[Excerpted passage]:
◇ ◇ ◇ ◇ ◇

Cinnamon Oil Inhibits Shiga Toxin Type 2 Phage Induction and Shiga Toxin Type 2 Production in Escherichia coli O157:H7.Appl Environ Microbiol. 2016 11 15; 82(22):6531-6540.AE
This study evaluated the inhibitory effect of cinnamon oil against Escherichia coli O157:H7 Shiga toxin (Stx) production and further explored the underlying mechanisms. The MIC and minimum bactericidal concentration (MBC) of cinnamon oil against E. coli O157:H7 were 0.025% and 0.05% (vol/vol), respectively. Cinnamon oil significantly reduced Stx2 production and the stx2 mRNA expression that is associated with diminished Vero cell cytotoxicity. Consistently, induction of the Stx-converting phage where the stx2 gene is located, along with the total number of phages, decreased proportionally to cinnamon oil concentration. In line with decreased Stx2 phage induction, cinnamon oil at 0.75× and 1.0× MIC eliminated RecA, a key mediator of SOS response, polynucleotide phosphorylase (PNPase), and poly(A) polymerase (PAP I), which positively regulate Stx-converting phages, contributing to reduced Stx-converting phage induction and Stx production. Furthermore, cinnamon oil at 0.75× and 1.0× MIC strongly inhibited the qseBC and luxS expression associated with decreased AI-2 production, a universal quorum sensing signaling molecule. However, the expression of oxidative stress response genes oxyR, soxR, and rpoS was increased in response to cinnamon oil at 0.25× or 0.5× MIC, which may contribute to stunted bacterial growth and reduced Stx2 phage induction and Stx2 production due to the inhibitory effect of OxyR on prophage activation. Collectively, cinnamon oil inhibits Stx2 production and Stx2 phage induction in E. coli O157:H7 in multiple ways.
This study reports the inhibitory effect of cinnamon oil on Shiga toxin 2 phage induction and Shiga toxin 2 production. Subinhibitory concentrations (concentrations below the MIC) of cinnamon oil reduced Stx2 production, stx2 mRNA expression, and cytotoxicity on Vero cells. Subinhibitory concentrations of cinnamon oil also dramatically reduced both the Stx2 phage and total phage induction in E. coli O157:H7, which may be due to the suppression of RNA polyadenylation enzyme PNPase at 0.25× to 1.0× MIC and the downregulation of bacterial SOS response key regulator RecA and RNA polyadenylation enzyme PAP I at 0.75× or 1.0× MIC. Cinnamon oil at higher levels (0.75× and 1.0× MIC) eliminated quorum sensing and oxidative stress. Therefore, cinnamon oil has potential applications as a therapeutic to control E. coli O157:H7 infection through inhibition of bacterial growth and virulence factors.

◇ ◇ ◇ ◇ ◇

[Required action A]: Reproduce the part of the cinnamon oil abstract that begins at "This study reports" and stops after "and virulence factors.".
[Required action B]: In the cinnamon oil abstract, what is the minimum bactericidal concentration of cinnamon oil against E. coli O157:H7?
You won't need the material to do this.

[Provided data]:
◇ ◇ ◇ ◇ ◇

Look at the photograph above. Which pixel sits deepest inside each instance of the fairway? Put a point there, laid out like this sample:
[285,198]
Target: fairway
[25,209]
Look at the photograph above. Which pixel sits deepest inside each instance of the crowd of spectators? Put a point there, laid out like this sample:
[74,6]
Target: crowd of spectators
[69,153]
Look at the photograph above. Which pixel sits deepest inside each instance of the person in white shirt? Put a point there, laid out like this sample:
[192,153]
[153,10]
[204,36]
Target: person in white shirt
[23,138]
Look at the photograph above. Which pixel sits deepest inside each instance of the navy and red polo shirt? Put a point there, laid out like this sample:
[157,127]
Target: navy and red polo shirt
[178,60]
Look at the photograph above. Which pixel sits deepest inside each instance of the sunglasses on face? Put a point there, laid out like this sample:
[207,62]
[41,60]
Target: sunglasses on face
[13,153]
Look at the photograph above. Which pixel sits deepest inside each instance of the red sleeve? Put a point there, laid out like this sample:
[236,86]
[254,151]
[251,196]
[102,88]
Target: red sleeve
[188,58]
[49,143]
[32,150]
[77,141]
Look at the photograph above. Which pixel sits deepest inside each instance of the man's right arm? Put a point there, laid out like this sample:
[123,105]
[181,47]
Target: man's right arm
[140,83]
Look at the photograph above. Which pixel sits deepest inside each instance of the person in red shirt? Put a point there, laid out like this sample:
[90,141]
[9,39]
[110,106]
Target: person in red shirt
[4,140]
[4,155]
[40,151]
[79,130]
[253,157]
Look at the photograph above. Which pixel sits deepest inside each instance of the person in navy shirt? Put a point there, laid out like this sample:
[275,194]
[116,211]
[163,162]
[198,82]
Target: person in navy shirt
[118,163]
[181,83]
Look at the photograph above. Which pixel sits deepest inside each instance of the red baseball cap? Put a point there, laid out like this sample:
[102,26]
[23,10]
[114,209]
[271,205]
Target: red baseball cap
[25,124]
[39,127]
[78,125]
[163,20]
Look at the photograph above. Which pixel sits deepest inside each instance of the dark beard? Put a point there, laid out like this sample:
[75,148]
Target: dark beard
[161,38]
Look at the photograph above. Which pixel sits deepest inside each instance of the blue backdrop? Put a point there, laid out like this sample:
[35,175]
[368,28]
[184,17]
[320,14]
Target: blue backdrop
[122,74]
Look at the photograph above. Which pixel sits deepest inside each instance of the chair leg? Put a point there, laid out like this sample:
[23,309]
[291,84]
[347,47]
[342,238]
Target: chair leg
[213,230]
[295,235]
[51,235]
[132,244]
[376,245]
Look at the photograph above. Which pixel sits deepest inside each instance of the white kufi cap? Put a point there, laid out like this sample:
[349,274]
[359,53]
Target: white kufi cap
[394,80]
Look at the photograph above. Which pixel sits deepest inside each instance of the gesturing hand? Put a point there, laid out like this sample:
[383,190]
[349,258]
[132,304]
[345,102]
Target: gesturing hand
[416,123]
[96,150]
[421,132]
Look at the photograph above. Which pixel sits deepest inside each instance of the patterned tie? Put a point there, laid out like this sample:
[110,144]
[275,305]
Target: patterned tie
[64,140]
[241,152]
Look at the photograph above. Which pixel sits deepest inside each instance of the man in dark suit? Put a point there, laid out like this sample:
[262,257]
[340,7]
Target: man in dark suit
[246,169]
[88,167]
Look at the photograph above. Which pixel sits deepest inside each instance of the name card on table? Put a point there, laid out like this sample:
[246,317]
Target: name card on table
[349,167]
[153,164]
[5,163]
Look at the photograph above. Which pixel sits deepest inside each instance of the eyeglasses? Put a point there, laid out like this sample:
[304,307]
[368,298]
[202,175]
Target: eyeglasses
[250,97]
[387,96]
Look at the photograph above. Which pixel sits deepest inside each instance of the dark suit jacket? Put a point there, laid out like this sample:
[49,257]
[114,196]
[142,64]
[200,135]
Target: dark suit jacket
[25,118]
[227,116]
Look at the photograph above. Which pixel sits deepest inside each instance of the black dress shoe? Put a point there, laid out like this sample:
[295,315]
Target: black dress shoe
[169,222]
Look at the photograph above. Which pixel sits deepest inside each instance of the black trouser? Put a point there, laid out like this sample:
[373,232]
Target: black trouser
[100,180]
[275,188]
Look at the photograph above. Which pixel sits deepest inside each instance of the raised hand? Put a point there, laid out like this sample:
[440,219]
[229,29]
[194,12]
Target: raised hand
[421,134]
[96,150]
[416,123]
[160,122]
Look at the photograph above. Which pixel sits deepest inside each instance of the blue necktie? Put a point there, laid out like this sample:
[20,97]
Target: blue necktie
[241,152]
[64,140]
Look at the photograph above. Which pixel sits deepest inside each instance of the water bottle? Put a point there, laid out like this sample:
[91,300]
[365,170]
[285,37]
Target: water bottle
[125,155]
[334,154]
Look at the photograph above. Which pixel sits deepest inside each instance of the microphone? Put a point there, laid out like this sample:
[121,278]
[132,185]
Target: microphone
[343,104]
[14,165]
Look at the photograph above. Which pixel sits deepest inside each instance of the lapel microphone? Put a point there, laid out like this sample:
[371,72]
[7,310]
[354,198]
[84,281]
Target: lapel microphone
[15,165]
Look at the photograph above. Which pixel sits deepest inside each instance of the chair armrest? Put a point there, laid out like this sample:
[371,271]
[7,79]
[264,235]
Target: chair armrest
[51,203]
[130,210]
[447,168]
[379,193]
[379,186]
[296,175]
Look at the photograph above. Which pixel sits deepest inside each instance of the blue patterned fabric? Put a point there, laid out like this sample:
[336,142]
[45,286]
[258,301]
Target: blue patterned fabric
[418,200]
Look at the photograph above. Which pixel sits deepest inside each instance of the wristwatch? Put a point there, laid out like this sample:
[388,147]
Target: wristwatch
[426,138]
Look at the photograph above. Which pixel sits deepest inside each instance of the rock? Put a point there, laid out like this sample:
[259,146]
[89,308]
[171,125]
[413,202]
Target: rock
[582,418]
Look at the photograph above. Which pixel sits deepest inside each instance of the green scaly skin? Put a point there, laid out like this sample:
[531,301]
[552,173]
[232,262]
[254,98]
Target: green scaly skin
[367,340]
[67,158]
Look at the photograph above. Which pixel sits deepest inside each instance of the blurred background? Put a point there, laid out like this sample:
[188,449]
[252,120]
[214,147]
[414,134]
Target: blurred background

◇ ◇ ◇ ◇ ◇

[Exercise result A]:
This study reports the inhibitory effect of cinnamon oil on Shiga toxin 2 phage induction and Shiga toxin 2 production. Subinhibitory concentrations (concentrations below the MIC) of cinnamon oil reduced Stx2 production, stx2 mRNA expression, and cytotoxicity on Vero cells. Subinhibitory concentrations of cinnamon oil also dramatically reduced both the Stx2 phage and total phage induction in E. coli O157:H7, which may be due to the suppression of RNA polyadenylation enzyme PNPase at 0.25× to 1.0× MIC and the downregulation of bacterial SOS response key regulator RecA and RNA polyadenylation enzyme PAP I at 0.75× or 1.0× MIC. Cinnamon oil at higher levels (0.75× and 1.0× MIC) eliminated quorum sensing and oxidative stress. Therefore, cinnamon oil has potential applications as a therapeutic to control E. coli O157:H7 infection through inhibition of bacterial growth and virulence factors.

[Exercise result B]: 0.05% (vol/vol)